Instructions for the task -> Copy everything in the listing from the line containing "Quick question — is there any electrical" down through its final line, word for word.

━━━ Material ━━━

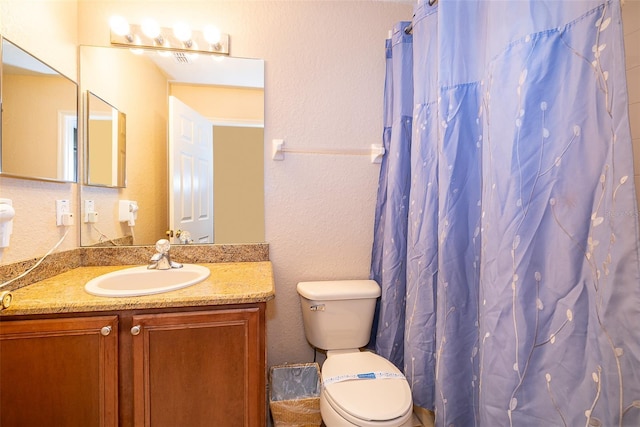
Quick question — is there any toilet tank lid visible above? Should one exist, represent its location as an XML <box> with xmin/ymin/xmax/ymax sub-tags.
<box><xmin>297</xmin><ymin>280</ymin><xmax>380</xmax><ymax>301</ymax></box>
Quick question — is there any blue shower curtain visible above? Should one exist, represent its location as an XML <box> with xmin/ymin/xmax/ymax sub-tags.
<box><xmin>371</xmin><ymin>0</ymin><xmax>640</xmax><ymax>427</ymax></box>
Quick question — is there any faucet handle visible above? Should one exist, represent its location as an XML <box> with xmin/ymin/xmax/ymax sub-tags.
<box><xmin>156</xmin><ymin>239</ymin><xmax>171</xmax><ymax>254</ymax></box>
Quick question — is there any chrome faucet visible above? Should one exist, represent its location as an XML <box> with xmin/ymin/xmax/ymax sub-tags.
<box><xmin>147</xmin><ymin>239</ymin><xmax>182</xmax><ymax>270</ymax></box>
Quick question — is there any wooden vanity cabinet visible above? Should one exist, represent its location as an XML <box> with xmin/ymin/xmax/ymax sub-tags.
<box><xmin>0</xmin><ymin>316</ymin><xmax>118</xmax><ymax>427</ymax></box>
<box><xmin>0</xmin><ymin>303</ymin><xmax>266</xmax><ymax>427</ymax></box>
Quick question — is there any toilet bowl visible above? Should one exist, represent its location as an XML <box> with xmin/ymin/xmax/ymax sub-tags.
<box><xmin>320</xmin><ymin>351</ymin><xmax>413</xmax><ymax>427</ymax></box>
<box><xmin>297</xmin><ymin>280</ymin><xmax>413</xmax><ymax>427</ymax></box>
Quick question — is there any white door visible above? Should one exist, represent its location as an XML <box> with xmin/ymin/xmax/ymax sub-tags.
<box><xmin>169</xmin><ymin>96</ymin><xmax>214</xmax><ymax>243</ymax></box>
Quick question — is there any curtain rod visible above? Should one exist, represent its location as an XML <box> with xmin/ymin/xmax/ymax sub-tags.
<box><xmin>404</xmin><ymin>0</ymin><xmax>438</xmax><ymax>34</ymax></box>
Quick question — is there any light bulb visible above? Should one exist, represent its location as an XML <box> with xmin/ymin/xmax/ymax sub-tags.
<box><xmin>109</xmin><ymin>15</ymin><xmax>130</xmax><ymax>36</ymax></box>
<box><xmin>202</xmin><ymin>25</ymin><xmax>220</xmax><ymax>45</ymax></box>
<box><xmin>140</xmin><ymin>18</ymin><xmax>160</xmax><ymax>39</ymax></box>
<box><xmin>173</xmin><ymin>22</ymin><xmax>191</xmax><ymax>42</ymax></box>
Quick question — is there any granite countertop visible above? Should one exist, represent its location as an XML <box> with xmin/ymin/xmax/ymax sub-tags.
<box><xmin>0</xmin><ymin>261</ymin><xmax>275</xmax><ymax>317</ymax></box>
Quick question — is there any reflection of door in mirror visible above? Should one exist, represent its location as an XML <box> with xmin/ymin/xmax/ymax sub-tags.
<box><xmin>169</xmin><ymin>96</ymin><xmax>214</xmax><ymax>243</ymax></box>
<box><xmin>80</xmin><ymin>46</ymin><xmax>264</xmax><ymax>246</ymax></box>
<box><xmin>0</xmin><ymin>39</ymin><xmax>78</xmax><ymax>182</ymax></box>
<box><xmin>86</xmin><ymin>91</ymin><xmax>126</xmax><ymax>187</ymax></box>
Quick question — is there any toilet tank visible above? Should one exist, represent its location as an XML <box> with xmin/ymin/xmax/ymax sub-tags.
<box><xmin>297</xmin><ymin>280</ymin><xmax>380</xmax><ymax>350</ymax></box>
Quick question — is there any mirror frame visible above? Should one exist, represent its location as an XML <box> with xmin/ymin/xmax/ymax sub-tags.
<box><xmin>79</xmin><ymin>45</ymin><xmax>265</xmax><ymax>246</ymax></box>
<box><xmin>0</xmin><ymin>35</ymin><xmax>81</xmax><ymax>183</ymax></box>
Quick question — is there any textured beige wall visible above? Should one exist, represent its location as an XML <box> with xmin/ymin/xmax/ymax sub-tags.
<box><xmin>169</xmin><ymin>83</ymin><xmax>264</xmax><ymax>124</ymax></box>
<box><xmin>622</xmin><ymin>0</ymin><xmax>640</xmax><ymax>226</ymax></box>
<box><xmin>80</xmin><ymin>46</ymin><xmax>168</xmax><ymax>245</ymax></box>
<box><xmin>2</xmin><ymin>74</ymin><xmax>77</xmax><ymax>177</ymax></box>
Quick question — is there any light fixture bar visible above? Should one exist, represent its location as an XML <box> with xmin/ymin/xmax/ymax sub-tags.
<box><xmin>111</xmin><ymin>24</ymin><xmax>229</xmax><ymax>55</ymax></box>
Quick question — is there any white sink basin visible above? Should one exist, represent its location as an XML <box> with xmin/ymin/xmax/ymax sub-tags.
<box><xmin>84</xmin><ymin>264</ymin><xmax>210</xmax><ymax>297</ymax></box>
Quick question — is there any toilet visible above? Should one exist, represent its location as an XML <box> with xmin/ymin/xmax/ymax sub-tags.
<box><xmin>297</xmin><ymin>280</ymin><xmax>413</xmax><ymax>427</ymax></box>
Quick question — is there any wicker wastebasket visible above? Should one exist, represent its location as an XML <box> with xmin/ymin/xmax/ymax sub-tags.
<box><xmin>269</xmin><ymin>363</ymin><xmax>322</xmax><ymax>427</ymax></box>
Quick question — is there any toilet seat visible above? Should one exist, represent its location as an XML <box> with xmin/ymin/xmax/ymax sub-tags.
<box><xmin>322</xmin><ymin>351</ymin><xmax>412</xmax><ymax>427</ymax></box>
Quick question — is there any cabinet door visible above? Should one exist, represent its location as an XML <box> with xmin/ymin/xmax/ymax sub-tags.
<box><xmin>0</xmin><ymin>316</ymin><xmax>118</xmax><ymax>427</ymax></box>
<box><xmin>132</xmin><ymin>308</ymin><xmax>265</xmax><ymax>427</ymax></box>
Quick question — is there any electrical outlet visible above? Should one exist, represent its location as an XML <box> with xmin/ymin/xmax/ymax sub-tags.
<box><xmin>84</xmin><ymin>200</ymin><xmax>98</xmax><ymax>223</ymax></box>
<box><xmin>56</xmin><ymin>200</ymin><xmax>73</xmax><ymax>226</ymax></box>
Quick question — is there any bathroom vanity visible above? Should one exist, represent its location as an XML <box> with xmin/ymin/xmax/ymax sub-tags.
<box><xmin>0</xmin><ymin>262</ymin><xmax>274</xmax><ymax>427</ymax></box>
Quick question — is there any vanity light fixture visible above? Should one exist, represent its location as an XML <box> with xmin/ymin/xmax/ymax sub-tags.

━━━

Expected answer ->
Quick question — is there any electrical outlet visible above? Should one exist, represent its location as an XML <box> with xmin/ymin/xmax/ymax sub-tags.
<box><xmin>84</xmin><ymin>200</ymin><xmax>98</xmax><ymax>223</ymax></box>
<box><xmin>56</xmin><ymin>200</ymin><xmax>73</xmax><ymax>226</ymax></box>
Quick question — is there any bathroom vanity visible above? Should one exist, represent its location as an XML <box> with xmin/ymin/xmax/ymax sub-tags.
<box><xmin>0</xmin><ymin>262</ymin><xmax>274</xmax><ymax>427</ymax></box>
Quick question — is there any vanity light fixture visible above? Should one exist, represent its location as an XML <box> with xmin/ymin/xmax/ymax sub-tags.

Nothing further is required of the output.